• _Problem details_: Print out each entry below exactly; do not carry over any image.

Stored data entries
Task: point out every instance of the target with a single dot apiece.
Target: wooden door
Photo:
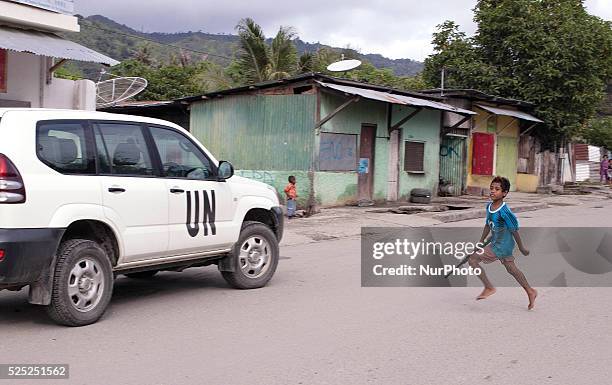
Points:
(365, 166)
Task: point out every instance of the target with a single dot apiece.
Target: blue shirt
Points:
(502, 223)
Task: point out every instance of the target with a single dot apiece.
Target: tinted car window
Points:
(62, 146)
(179, 156)
(122, 149)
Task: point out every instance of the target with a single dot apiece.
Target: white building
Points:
(30, 51)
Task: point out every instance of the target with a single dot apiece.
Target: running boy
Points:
(503, 225)
(291, 194)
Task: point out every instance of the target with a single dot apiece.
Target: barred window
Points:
(414, 153)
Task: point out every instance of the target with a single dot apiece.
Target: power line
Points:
(157, 42)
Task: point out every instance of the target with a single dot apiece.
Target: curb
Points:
(481, 213)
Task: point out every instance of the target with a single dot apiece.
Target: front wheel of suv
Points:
(82, 283)
(254, 256)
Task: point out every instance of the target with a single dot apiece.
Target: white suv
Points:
(85, 196)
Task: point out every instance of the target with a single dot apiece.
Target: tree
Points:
(548, 52)
(258, 61)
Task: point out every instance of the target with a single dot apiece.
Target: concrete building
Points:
(30, 51)
(346, 142)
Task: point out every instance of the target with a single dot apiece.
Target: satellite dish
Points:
(344, 65)
(112, 91)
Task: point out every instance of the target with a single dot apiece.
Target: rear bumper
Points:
(27, 254)
(279, 222)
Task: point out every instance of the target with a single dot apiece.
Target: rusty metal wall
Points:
(452, 162)
(257, 132)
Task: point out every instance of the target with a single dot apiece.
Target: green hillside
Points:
(122, 42)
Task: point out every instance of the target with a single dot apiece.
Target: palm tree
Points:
(258, 61)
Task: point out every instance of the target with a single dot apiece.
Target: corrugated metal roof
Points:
(396, 99)
(471, 94)
(513, 113)
(48, 44)
(306, 77)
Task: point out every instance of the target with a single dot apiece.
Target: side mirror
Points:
(225, 170)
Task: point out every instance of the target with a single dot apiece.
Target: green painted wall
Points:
(268, 138)
(452, 162)
(257, 132)
(349, 122)
(278, 180)
(335, 188)
(424, 127)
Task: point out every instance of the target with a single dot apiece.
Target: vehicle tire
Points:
(82, 284)
(142, 274)
(254, 257)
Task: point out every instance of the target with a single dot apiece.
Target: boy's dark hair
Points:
(503, 182)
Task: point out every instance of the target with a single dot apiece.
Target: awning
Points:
(513, 113)
(49, 44)
(396, 99)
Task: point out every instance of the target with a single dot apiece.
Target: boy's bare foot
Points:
(486, 292)
(532, 294)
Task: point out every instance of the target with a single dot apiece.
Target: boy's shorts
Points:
(488, 256)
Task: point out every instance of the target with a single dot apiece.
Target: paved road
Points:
(314, 324)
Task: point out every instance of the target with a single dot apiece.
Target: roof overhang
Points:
(512, 113)
(47, 15)
(49, 44)
(395, 99)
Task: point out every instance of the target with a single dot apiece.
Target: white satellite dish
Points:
(112, 91)
(344, 65)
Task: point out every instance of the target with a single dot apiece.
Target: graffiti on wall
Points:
(337, 152)
(258, 175)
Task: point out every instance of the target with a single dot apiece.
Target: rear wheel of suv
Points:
(255, 257)
(82, 283)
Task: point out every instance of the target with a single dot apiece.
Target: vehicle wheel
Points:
(142, 274)
(255, 257)
(420, 192)
(420, 200)
(82, 284)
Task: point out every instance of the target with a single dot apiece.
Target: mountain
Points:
(122, 42)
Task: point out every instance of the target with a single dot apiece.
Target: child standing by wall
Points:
(503, 225)
(291, 194)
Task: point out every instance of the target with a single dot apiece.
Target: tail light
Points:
(12, 189)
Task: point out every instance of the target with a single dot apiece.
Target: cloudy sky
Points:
(396, 29)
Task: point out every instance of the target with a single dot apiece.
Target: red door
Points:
(482, 153)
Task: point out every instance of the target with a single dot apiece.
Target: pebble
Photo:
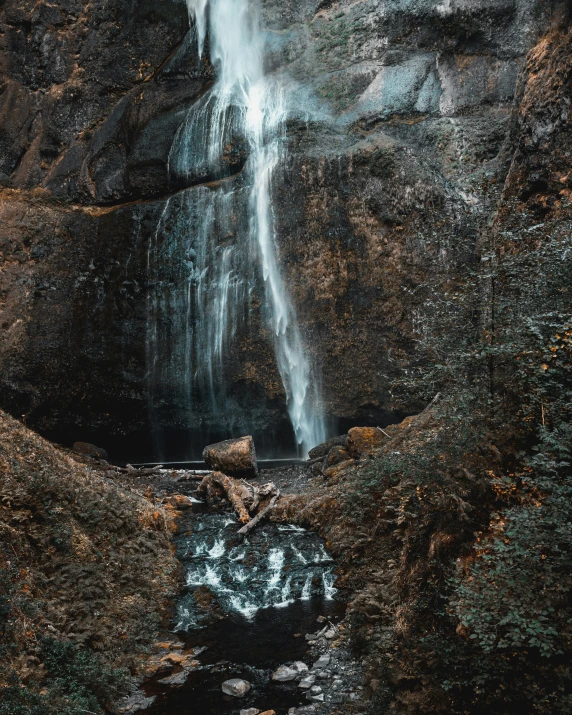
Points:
(322, 661)
(236, 687)
(307, 682)
(284, 674)
(300, 667)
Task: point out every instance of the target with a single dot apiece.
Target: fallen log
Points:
(238, 493)
(261, 514)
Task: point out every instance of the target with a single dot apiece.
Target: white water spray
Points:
(247, 109)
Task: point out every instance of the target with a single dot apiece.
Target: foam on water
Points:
(269, 568)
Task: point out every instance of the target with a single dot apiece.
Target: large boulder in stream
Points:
(234, 457)
(237, 687)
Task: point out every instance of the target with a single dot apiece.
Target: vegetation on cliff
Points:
(455, 536)
(85, 567)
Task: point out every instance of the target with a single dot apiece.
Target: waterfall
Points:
(226, 229)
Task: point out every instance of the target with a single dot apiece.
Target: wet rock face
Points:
(410, 106)
(235, 457)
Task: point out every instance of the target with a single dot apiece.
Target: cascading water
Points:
(219, 239)
(272, 568)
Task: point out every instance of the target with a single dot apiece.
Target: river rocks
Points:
(323, 449)
(300, 667)
(336, 455)
(284, 674)
(363, 440)
(89, 450)
(237, 687)
(234, 457)
(322, 662)
(133, 703)
(307, 681)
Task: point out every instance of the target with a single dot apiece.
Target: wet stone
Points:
(307, 682)
(284, 674)
(236, 687)
(322, 661)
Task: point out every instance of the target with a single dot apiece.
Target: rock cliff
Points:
(398, 152)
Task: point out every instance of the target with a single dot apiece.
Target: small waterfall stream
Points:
(219, 238)
(247, 604)
(272, 567)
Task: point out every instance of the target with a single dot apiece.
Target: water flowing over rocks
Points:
(398, 132)
(236, 687)
(235, 457)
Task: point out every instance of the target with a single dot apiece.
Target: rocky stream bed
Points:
(259, 626)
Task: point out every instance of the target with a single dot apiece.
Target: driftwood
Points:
(261, 514)
(244, 496)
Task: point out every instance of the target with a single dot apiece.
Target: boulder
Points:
(89, 450)
(236, 687)
(300, 667)
(284, 674)
(336, 455)
(364, 440)
(307, 682)
(337, 469)
(234, 457)
(322, 662)
(322, 450)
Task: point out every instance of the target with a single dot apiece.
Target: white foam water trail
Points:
(245, 107)
(275, 566)
(328, 580)
(307, 589)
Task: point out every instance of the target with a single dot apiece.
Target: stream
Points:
(247, 605)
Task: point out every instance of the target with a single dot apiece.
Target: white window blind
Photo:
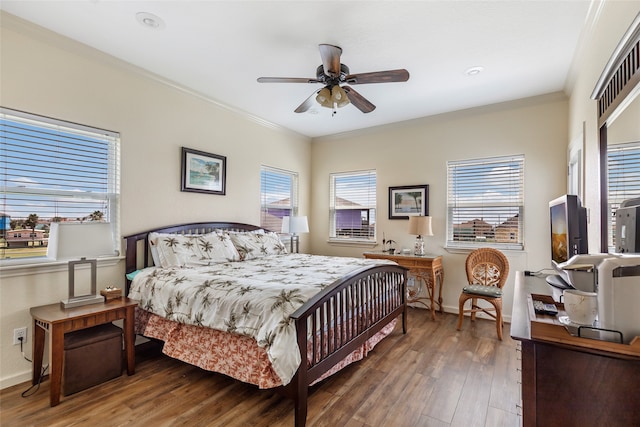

• _Answer to this exercise_:
Task: point out every instance of the target with a single dot apiece.
Target: wooden door
Photo:
Points:
(365, 166)
Task: point out every instance of the target with a single dot apiece.
Target: blue shirt
Points:
(502, 223)
Task: point out every instance of the target with a single dot apiece.
Target: tinted car window
Points:
(62, 146)
(179, 156)
(122, 149)
Task: point out every instance of the target with a single dot apiece.
Target: white building
Points:
(30, 51)
Task: point out every instance of the target with a single dot apiece.
Target: running boy
Points:
(503, 225)
(291, 194)
Task: point out every instance of the target with a single dot apiece.
Target: barred window
Points:
(414, 153)
Task: point out every instance of the target with a single dot apiece.
Target: power line
Points:
(157, 42)
Task: point out every instance of the target with a single dot apiece.
Target: curb
Points:
(481, 213)
Task: point out every instance of the target with a single dot apiece.
Target: front wheel of suv
Points:
(82, 283)
(254, 256)
Task: point out every instance of the target with a single dot apiece.
Target: white suv
Points:
(85, 196)
Task: point out every instance of the target with a single dot apiece.
Target: tree
Points:
(548, 52)
(258, 61)
Task: point out every instance of the target with a single dot apiece.
Target: concrete building
Points:
(30, 51)
(346, 142)
Task: point out every instance of the target with a single dot apiece.
Target: satellite dish
Points:
(344, 65)
(112, 91)
Task: point out every instance of the target with a single dot apiece.
Target: rear bumper
Points:
(27, 254)
(279, 222)
Task: point out every instance of the target with a single dot apiece.
Target: rusty metal wall
Points:
(452, 162)
(257, 132)
Task: point out every instance of the target with a single dot apiece.
Target: green hillside
Points:
(122, 42)
Task: point out every instance of the target with a single dot apiece.
Target: palm tree
Points:
(258, 61)
Task: point out every instance of the target with a single dot apiece.
Target: corrugated metal roof
Points:
(396, 99)
(471, 94)
(513, 113)
(48, 44)
(306, 77)
Task: point out every instance of the target with a single dot apiece.
Target: side mirror
Points:
(225, 170)
Task: point out every instance of the target with a single dot apiece.
Target: green painted wall
Points:
(268, 138)
(452, 162)
(257, 132)
(349, 122)
(278, 180)
(335, 188)
(424, 127)
Task: point out every instance of the target with a single dot apiece.
Target: vehicle tire
Points:
(82, 284)
(142, 274)
(254, 257)
Task: point out every instance of the target with a single dot apiece.
Target: boy's dark hair
Points:
(503, 182)
Task: point out every instance of the target with a single dot apiece.
Target: awning
Points:
(513, 113)
(49, 44)
(396, 99)
Task: point out every instance of the target with a single dot apiece.
Target: boy's bare foot
Points:
(486, 292)
(532, 294)
Task: point out every instance of the target with a single dot apiece.
Target: boy's shorts
Points:
(488, 256)
Task: point out every instance of the target with a single dot apiece.
Target: paved road
Points:
(314, 324)
Task: point out every instance of the target with a single dot apiece.
Target: roof overhang
Points:
(512, 113)
(47, 15)
(49, 44)
(395, 99)
Task: point out every instance of the target with a single dot apiece.
Target: white satellite dish
Points:
(112, 91)
(344, 65)
Task: point out every instance of the target with a single dot apiece.
Target: graffiti on wall
Points:
(337, 152)
(258, 175)
Task: point out every instance of the target with a single dot apiece.
Target: rear wheel of suv
Points:
(255, 257)
(82, 283)
Task: point out every instance of the target with a single dot apiece.
Target: vehicle wheel
Points:
(142, 274)
(255, 257)
(420, 192)
(420, 200)
(82, 284)
Task: point out every instance of the target with a single dot apiece.
Target: mountain
Points:
(122, 42)
Task: point out every instance of the target with a single dot apiece.
Target: child standing by wall
Points:
(503, 225)
(291, 194)
Task: point out every instance of the target with a single dot apiece.
Target: tail light
Points:
(12, 189)
Task: point out every instance of the target with a single dot apiece.
Target: cloudy sky
Points:
(396, 29)
Task: point out every instance of the target with a single dot apiece.
Target: red door
Points:
(482, 153)
Task: point out every instance of the target with a single dot apiece.
Target: pebble
Photo:
Points:
(322, 661)
(236, 687)
(307, 682)
(284, 674)
(300, 667)
Task: point out every instance of the target with a single dot apiece.
Target: fallen log
Points:
(238, 493)
(261, 514)
Task: point out every instance of the target with a single dot apiece.
Target: white water spray
Points:
(247, 109)
Task: point out every instance of the target with a single dot apiece.
Target: foam on water
Points:
(269, 568)
Task: point out every instance of the target with a single dot apiece.
Target: large boulder in stream
Points:
(234, 457)
(237, 687)
Task: point out every instance of the target with a single dot apiece.
Target: vegetation on cliff
Points:
(455, 536)
(85, 567)
Task: point out every instance of the target with a single dot apiece.
Target: waterfall
Points:
(226, 229)
Task: point out every instance of the target with a single dot apiece.
Target: wet rock face
Points:
(410, 106)
(235, 457)
Task: point out every instance of the target with a single dot apiece.
Target: cascading water
Points:
(219, 239)
(272, 568)
Task: point out every instance of the target with a single dot apiece.
Target: river rocks
Points:
(323, 449)
(300, 667)
(336, 455)
(284, 674)
(363, 440)
(89, 450)
(237, 687)
(234, 457)
(322, 662)
(133, 703)
(307, 681)
Task: point out every instance of the target with a single dot apiece.
Target: wet stone
Points:
(307, 682)
(284, 674)
(236, 687)
(322, 661)
Task: point out every instance of the target with a single dot apiece.
Target: rock cliff
Points:
(398, 152)
Task: point out every instance of the target with a single dot apiece.
Target: small waterfall stream
Points:
(219, 238)
(247, 604)
(272, 567)
Task: point out every instance of the target with a single dot apiece.
Target: water flowing over rocks
Points:
(398, 132)
(236, 687)
(235, 457)
Task: point out every instance of the target with a single dot apiece.
Target: rocky stream bed
Points:
(259, 626)
Task: point out every instance of the target with a single dot apiece.
Target: driftwood
Points:
(261, 514)
(244, 496)
Task: point out every instance of the target with a single dot apiece.
Target: boulder
Points:
(89, 450)
(236, 687)
(300, 667)
(284, 674)
(336, 455)
(364, 440)
(307, 682)
(337, 469)
(234, 457)
(322, 662)
(322, 450)
Task: point out every instance of the target with a single dot apiece.
Target: white foam water trail
Points:
(245, 107)
(275, 566)
(328, 580)
(307, 589)
Task: point out every instance of the target with a single dot apiece.
Target: stream
Points:
(247, 605)
Task: point out every instance of the target with a single dot apiece.
Target: white window blind
Photo:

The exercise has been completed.